> Challenge: Can you render everything in the listing below, from the line containing "A test script needs to interact with the dog's eye." down to the line containing "[92,13,167,37]", as a JSON list of strings with one string per line, both end lines included and blank lines skipped?

> Recorded information:
■ ■ ■ ■ ■ ■ ■

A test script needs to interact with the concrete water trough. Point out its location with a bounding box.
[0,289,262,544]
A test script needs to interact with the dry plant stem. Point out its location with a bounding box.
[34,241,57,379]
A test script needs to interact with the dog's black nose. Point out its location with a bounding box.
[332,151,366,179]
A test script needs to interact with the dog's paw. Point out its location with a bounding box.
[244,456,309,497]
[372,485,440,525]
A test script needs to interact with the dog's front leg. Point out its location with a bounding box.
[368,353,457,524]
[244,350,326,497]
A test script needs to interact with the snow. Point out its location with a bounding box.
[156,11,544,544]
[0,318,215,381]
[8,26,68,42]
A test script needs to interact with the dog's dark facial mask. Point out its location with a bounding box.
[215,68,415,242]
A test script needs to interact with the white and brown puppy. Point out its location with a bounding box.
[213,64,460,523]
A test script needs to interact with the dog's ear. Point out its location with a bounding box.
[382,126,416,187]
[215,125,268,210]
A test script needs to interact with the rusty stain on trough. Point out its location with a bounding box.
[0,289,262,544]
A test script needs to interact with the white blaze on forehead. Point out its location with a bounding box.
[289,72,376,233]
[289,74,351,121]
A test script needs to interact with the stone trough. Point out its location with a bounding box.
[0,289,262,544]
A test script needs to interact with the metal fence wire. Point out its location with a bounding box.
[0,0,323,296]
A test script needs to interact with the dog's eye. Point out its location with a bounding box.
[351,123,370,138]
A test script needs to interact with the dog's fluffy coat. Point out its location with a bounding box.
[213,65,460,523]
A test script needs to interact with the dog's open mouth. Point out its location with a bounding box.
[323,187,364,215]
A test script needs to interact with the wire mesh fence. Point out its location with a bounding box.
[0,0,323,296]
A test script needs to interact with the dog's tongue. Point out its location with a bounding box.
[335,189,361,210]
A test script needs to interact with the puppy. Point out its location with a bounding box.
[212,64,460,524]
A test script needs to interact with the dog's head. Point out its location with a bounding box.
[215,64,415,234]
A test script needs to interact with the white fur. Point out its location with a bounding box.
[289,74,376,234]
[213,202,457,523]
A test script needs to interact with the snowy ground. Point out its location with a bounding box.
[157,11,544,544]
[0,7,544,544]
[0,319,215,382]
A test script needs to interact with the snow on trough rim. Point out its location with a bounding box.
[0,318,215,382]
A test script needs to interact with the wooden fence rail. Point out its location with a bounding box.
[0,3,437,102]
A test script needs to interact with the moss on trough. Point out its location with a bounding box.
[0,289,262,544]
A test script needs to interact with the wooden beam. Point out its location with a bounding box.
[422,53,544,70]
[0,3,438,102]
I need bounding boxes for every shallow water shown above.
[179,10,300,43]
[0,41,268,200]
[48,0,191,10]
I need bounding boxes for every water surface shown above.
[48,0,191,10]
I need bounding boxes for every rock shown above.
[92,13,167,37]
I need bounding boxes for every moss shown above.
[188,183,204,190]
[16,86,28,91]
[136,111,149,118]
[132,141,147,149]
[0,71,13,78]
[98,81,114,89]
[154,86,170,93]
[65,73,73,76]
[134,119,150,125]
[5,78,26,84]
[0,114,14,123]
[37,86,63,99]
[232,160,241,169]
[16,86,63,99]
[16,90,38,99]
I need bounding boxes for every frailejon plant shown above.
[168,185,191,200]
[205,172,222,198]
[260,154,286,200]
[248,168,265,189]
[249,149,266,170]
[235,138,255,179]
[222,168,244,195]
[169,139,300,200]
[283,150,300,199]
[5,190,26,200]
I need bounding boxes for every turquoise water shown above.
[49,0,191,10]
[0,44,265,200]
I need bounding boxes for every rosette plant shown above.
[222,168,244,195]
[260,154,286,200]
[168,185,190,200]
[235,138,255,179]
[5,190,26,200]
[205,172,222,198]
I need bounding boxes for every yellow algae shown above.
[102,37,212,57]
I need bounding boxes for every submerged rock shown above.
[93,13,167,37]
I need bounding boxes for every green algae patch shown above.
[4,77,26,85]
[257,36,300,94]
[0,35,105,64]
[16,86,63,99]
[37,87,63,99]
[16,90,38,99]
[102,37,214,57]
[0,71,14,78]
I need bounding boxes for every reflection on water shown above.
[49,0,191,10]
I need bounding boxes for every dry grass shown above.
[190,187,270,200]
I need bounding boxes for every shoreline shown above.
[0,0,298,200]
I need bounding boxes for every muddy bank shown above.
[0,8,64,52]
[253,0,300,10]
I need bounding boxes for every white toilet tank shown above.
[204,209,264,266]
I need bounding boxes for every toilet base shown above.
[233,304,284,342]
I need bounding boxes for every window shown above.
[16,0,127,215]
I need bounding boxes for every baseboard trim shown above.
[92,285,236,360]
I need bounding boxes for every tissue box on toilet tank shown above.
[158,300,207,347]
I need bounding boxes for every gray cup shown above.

■ ■ ■ ■ ■ ■ ■

> Task result:
[
  "A test script needs to interact with the dog's eye. Point out its location with a bounding box.",
  "[351,123,370,138]",
  "A test script needs to interact with the dog's fluffy coat. Point out its location with a bounding box.",
  "[213,65,460,523]",
  "A test script needs to interact with the dog's open mouth. Point out its location with a bounding box.",
  "[323,187,364,215]",
  "A test script needs to interact with the wire mesh fence. Point out its location with a bounding box.",
  "[0,0,323,296]",
  "A test script needs to interact with the dog's tongue. Point out its location with a bounding box.",
  "[335,189,361,210]",
  "A test script needs to interact with the puppy. Point out its location with a bounding box.",
  "[212,64,460,524]",
  "A test script needs to interact with the dog's head. Point out its location with a bounding box.",
  "[215,64,415,234]",
  "A test script needs to interact with the white fur. Point out its location with a bounding box.",
  "[289,74,376,234]",
  "[213,202,457,523]",
  "A test script needs to interact with the snowy ground. Point out its location with a bounding box.",
  "[157,11,544,544]",
  "[0,7,544,544]",
  "[0,319,215,382]",
  "A test script needs to interact with the snow on trough rim. Point out its location with a bounding box.",
  "[0,318,215,382]",
  "A test script needs to interact with the wooden fence rail. Point out its location with a bounding box.",
  "[0,3,437,102]",
  "A test script needs to interact with the moss on trough. Point out its location with a bounding box.",
  "[0,289,262,544]",
  "A test script needs to interact with the wooden beam. Point out its location with a bounding box.",
  "[422,53,544,70]",
  "[0,3,438,102]",
  "I need bounding boxes for every shallow water shown above.",
  "[179,10,300,43]",
  "[0,41,268,200]",
  "[48,0,191,10]",
  "I need bounding boxes for every water surface shown above.",
  "[48,0,191,10]",
  "I need bounding boxes for every rock shown above.",
  "[92,13,167,37]"
]